— To be done —
Return, word for word, the lines starting at the beginning of the entries and ending at the line containing "Query: snow-covered mountain", with that line included.

— Information given —
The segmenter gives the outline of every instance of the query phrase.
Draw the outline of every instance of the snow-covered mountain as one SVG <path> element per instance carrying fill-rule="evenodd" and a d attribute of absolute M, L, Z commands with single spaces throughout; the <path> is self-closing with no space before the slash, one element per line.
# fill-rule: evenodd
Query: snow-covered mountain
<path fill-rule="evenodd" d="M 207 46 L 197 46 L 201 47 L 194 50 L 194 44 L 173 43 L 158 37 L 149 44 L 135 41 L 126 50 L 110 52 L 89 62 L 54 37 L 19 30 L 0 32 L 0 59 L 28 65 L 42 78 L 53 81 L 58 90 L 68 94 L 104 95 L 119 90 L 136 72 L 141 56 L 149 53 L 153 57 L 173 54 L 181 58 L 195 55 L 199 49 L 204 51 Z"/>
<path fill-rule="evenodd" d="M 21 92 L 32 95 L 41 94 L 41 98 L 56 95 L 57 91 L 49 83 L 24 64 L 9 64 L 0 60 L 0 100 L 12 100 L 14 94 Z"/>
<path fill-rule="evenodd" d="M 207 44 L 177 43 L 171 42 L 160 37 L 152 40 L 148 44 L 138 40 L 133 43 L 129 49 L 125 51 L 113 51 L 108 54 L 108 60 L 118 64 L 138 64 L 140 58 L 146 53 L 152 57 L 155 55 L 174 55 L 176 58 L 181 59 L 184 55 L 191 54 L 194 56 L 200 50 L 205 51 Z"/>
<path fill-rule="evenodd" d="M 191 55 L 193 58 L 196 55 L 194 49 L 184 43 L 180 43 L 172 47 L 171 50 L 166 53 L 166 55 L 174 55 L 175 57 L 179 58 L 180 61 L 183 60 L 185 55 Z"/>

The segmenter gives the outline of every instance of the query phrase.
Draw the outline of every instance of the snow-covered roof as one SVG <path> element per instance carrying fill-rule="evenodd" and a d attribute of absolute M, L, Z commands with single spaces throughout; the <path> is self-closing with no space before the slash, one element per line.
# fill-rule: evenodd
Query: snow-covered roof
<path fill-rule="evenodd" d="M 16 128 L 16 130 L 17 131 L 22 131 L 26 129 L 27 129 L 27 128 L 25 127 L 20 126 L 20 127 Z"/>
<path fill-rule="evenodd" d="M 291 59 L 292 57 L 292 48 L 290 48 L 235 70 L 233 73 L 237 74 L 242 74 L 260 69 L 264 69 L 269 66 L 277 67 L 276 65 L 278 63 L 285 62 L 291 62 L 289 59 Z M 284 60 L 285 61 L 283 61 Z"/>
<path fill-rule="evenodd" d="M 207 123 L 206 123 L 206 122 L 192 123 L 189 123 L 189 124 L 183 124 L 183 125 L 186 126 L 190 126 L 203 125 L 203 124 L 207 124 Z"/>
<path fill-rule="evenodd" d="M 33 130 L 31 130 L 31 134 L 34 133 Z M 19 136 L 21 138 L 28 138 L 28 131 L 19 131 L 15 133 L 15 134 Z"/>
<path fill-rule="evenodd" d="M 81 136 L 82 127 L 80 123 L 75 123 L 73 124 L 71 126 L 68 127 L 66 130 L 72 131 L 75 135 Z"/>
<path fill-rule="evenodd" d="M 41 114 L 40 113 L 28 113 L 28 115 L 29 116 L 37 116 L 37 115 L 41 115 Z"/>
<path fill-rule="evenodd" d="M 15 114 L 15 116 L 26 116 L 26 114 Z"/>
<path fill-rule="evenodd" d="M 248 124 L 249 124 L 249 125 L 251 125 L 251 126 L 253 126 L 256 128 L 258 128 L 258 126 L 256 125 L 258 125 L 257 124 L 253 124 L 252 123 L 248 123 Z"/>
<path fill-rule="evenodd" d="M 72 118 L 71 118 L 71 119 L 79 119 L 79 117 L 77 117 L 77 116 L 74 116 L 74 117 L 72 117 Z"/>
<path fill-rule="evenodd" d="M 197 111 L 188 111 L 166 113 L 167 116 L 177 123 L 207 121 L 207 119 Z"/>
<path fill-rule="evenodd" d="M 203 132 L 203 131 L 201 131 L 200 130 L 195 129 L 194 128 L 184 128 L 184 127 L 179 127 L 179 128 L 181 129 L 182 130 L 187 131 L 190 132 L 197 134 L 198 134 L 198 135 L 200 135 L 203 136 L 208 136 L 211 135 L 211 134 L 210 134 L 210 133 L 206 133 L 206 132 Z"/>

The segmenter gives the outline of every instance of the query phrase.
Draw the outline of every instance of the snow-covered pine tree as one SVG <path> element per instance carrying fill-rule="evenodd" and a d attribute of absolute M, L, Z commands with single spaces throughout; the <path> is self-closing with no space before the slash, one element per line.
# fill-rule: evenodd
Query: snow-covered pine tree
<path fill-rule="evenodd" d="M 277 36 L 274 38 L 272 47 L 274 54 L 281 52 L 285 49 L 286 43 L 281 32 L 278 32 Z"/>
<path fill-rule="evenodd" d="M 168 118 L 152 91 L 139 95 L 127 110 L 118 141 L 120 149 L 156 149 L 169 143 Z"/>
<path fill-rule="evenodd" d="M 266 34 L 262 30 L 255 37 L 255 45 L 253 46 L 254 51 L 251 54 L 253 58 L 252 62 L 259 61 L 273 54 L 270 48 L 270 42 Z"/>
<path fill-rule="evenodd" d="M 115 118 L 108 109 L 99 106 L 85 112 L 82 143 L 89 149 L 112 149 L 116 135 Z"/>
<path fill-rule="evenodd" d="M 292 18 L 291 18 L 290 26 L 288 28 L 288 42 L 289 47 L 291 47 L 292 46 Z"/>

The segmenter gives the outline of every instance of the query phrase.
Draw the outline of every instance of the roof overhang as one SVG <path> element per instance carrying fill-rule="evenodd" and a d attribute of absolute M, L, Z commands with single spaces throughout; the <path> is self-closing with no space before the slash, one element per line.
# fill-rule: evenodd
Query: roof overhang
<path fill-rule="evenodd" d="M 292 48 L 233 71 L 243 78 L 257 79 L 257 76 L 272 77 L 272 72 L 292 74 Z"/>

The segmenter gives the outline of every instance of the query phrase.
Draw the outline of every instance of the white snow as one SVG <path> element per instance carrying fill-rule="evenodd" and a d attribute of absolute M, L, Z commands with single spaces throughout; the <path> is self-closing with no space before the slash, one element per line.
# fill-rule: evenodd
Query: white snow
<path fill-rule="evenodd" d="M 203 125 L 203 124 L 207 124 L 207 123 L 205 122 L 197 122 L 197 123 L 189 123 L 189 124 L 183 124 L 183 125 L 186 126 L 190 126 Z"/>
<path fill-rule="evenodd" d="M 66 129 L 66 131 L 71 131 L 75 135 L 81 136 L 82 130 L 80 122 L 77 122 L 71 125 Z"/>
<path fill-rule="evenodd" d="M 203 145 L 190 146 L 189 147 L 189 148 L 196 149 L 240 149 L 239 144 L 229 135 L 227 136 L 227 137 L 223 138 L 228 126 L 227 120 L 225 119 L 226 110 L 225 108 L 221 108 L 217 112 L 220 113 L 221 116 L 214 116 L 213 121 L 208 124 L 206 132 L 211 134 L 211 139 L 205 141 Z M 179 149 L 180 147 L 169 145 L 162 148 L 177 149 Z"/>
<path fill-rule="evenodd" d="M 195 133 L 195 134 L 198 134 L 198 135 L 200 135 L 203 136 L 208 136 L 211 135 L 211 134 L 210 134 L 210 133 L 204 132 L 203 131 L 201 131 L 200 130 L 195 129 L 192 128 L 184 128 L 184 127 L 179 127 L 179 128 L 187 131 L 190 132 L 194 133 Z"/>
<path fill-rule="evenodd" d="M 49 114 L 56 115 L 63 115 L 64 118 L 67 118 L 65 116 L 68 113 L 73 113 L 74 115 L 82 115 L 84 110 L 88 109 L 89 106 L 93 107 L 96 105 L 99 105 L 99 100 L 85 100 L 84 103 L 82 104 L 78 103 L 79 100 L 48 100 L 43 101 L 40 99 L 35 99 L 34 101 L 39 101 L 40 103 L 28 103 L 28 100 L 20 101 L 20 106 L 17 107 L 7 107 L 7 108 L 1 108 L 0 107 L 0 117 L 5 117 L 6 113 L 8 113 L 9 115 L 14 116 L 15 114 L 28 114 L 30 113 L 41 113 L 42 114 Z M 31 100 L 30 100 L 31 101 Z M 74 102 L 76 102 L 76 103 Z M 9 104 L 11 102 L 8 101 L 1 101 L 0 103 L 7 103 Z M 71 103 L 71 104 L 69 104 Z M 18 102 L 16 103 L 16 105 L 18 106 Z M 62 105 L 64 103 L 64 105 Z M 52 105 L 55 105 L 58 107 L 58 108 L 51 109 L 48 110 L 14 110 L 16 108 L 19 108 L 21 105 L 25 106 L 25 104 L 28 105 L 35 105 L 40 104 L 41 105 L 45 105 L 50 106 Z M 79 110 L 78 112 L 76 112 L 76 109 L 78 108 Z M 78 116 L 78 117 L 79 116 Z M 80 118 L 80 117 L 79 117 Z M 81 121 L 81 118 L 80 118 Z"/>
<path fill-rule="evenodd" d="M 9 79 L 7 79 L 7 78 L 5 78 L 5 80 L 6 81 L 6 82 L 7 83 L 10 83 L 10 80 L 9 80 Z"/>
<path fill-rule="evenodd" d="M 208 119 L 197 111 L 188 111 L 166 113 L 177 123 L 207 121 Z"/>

— Result of this exercise —
The segmenter gives the outline of every instance of the query phrase.
Draw the outline of every instance of the snow-covered mountain as one SVG <path> element per instance carrying fill-rule="evenodd" and a d attribute of absolute M, L, Z commands with single spaces throughout; the <path> is self-closing with no space before the slash, one element per line.
# fill-rule: evenodd
Query: snow-covered mountain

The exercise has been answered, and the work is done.